[Object point labels]
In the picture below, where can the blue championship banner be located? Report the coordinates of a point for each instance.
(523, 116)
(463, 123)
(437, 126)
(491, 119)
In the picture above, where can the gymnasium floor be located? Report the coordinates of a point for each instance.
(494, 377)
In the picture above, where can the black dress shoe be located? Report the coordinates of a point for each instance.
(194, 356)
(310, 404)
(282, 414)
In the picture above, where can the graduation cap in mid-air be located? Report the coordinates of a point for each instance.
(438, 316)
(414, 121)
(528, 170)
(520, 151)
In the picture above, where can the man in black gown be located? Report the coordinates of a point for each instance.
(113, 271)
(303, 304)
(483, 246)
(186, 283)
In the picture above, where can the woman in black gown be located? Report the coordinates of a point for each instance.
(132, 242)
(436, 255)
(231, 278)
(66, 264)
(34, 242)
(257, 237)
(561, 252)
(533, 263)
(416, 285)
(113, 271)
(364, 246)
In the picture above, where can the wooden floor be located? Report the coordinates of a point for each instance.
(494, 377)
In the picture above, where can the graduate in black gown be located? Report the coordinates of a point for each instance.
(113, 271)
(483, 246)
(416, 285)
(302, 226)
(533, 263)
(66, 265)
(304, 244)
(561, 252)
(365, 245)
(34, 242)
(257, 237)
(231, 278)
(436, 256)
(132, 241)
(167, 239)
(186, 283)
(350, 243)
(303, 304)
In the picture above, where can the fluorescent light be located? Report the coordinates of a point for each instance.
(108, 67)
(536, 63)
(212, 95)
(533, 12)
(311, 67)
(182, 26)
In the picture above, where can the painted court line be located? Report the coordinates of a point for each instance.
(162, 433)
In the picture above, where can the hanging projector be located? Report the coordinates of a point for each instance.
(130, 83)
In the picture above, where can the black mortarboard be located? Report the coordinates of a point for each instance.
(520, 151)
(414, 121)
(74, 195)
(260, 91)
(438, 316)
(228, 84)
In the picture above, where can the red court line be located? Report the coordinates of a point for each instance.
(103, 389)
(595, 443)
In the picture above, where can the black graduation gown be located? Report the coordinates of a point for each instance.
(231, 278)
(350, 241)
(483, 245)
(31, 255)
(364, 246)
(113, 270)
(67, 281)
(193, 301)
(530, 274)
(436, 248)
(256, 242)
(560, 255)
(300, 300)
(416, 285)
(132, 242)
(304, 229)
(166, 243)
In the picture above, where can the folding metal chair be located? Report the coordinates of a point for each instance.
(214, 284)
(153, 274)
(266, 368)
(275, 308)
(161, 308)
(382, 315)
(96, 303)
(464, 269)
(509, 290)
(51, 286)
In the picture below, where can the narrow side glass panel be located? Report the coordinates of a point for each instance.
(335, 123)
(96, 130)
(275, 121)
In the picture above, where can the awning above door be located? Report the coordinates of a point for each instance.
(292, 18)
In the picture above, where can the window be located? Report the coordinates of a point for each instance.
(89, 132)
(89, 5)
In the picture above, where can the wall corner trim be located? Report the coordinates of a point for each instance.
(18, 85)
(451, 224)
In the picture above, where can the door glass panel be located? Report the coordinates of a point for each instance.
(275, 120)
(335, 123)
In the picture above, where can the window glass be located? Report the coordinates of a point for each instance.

=== Goal ===
Extract the listing in its entirety and repeat it exactly.

=== Result for this task ===
In the picture below, where can the blue championship banner be located? Report the coordinates of a point for each instance.
(523, 116)
(463, 123)
(437, 126)
(491, 119)
In the picture above, where can the gymnasium floor be located? Report the coordinates of a point for each instance.
(494, 377)
In the picture above, where can the black dress shoe be located? Report the coordinates of a point for each instance.
(194, 356)
(310, 404)
(282, 414)
In the picture above, where can the graduation cap in mid-air be located? Report the coordinates of a point for each instance.
(438, 316)
(414, 121)
(528, 170)
(520, 151)
In the picture above, where can the man in black gown be located? Report the coordinates of a point for each instance.
(113, 271)
(303, 304)
(483, 246)
(186, 283)
In the picture above, where can the woman in black gown be located? Report the coordinates of a point for each instance.
(132, 242)
(436, 255)
(231, 278)
(66, 264)
(34, 242)
(257, 237)
(561, 252)
(533, 263)
(416, 285)
(113, 271)
(364, 246)
In the picture above, where can the wooden floor be located? Report the coordinates of a point for each instance.
(494, 377)
In the picture above, where can the graduate in black gown be located? Report the coordinates of a point for each instance.
(113, 271)
(483, 246)
(416, 285)
(302, 226)
(533, 263)
(66, 265)
(304, 244)
(561, 252)
(365, 245)
(34, 242)
(257, 237)
(231, 278)
(436, 256)
(132, 241)
(167, 239)
(186, 283)
(350, 243)
(303, 304)
In the picture above, where can the fluorescent light be located? Report the coordinates of a point for each instance.
(108, 67)
(536, 63)
(212, 95)
(533, 12)
(311, 67)
(182, 26)
In the picture above, where can the painted court line be located? Report the coordinates of a point for each instance.
(162, 433)
In the picture above, where can the hanging projector be located? Report the coordinates of a point for each instance.
(130, 83)
In the picture above, where can the black mortarboard be located? Report the coordinates of a point for each instance.
(520, 151)
(414, 121)
(74, 195)
(260, 91)
(438, 316)
(228, 84)
In the picture above, where can the red court line be located? Report the coordinates of a point for each instance.
(103, 389)
(595, 443)
In the picture above, where can the black graduation gown be located? Report the coordinates of a point for each instance.
(231, 278)
(350, 241)
(483, 245)
(31, 255)
(364, 246)
(113, 270)
(67, 281)
(193, 301)
(530, 274)
(436, 248)
(256, 242)
(560, 255)
(300, 300)
(416, 285)
(132, 242)
(304, 229)
(166, 243)
In the picture above, where can the folding metal chair be located? Report the coordinates of a point for each instance.
(214, 284)
(153, 274)
(266, 368)
(275, 308)
(161, 308)
(382, 315)
(96, 303)
(464, 269)
(509, 290)
(51, 286)
In the picture below, where can the narrow side glass panel be located? Report the coordinates of a point for each instance.
(335, 123)
(96, 130)
(275, 121)
In the picture above, where can the awning above door be located? Report the coordinates of a point for each instance.
(292, 18)
In the picture above, where can the window be located? Report the coordinates of a point for each instance.
(89, 132)
(89, 5)
In the picture above, where can the wall corner trim be located? Report the coordinates of a point for each instance.
(18, 85)
(451, 224)
In the picture above, where can the door glass panel be located? Report the coordinates of a point for each instance.
(275, 120)
(335, 123)
In the picture above, where can the window glass be located? Report the coordinates of a point for each instance.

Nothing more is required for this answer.